→ AIM OF THE EXERCISE
Without changing a single word, set down all of the records.

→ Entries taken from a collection
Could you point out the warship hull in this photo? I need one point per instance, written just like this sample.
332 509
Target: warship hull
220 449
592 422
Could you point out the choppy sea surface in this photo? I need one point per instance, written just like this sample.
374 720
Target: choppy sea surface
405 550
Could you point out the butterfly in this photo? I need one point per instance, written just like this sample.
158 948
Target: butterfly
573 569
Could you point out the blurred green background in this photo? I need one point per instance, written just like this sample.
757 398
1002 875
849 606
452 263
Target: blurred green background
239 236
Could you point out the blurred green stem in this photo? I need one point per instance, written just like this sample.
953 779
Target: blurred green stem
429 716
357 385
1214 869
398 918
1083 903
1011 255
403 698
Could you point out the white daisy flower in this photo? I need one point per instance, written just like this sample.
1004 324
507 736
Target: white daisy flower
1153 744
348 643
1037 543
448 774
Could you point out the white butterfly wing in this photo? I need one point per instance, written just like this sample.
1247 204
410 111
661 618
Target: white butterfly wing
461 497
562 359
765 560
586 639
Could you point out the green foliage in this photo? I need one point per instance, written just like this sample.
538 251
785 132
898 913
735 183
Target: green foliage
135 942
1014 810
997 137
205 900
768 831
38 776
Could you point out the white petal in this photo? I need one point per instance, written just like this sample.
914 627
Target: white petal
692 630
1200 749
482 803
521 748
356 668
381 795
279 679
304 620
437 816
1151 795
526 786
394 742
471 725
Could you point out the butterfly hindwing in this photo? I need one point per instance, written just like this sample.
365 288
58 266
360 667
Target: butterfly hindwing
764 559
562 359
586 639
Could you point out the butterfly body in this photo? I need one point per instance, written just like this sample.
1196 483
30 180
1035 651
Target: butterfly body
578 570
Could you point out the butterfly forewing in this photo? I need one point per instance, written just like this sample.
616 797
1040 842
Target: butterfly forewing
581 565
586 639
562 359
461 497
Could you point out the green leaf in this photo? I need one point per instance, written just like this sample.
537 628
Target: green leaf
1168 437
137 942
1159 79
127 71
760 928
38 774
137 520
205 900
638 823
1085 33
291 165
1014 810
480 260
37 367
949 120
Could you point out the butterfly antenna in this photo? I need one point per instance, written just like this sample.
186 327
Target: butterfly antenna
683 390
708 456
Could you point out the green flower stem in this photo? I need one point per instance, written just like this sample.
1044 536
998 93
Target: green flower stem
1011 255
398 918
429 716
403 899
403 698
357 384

→ FINISHED TASK
Could you point out the warship hull in this photo? I need one point per instance, written just like this sample.
332 509
Target: warship hull
220 449
592 422
Could you point out the choppy sea surface in this photo? I need one point per instance, written just like this sample.
374 720
Target: choppy sea surface
405 550
Could you point out the butterfly in this photo? I need one point per instance, written just like this sample.
158 948
Target: butterfly
573 569
Could you point out the blurred green background in this photo? I need one point per instance, written just like this sample.
757 398
1002 875
849 606
452 263
Target: blurred green background
239 236
Could you point out the blurred green stem in this photo? I need one point per instance, written just like this sample.
953 779
Target: blurred green stem
429 716
357 385
1214 869
398 918
1083 903
1011 255
403 698
Could you point out the white daisy flower in this photo? I need one point per instance, written just like this sample.
1004 324
507 736
Target: white daisy flower
1153 744
348 643
1037 543
448 774
Could you point out the white butterfly wing in this photo? I need one point per instance, written just like this sample.
1247 204
410 111
661 618
Target: white butterfly wing
461 497
562 359
765 560
586 639
Could you point out the green foliage in this photo? I need one point per instance, written just like this sample.
538 251
785 132
898 913
735 183
Target: green foliage
135 942
1014 810
997 137
205 900
768 831
38 776
Could you point out the white petal in this photo? I need one point per instance, written just like this sample.
914 627
Target: white petal
692 630
1200 749
482 803
521 748
356 668
381 795
279 679
304 620
437 816
1151 795
526 786
394 742
471 725
Could you point out the butterfly hindwing in this photo? I need one point per instance, written just like this sample.
365 288
58 266
360 667
Target: butterfly hindwing
764 559
562 359
586 639
Could you point out the butterfly body in this photo? I need one point per instance, written just like this sample.
1196 483
30 180
1035 651
Target: butterfly body
578 570
Could you point out the butterfly forewing in this photo? I need one point per instance, written just like this sample.
616 797
1040 842
Target: butterfly forewing
581 565
586 639
562 359
461 497
Could you point out the green leaf in this photo? I need one point per instance, written just like this sample.
537 628
Target: green leaf
1168 437
137 942
1159 79
127 71
760 928
38 774
137 520
205 900
638 823
1085 33
291 165
1014 810
480 260
37 367
949 120
Could you point out the butterfly antenna in this photo? I need one point per instance, written just like this sample.
186 327
Target: butterfly antenna
683 390
708 456
Could you point out the green flower stem in this photo? I need one point per instance, written just like this sample.
1044 536
998 93
Target: green flower stem
1011 255
398 918
429 716
403 899
403 698
357 384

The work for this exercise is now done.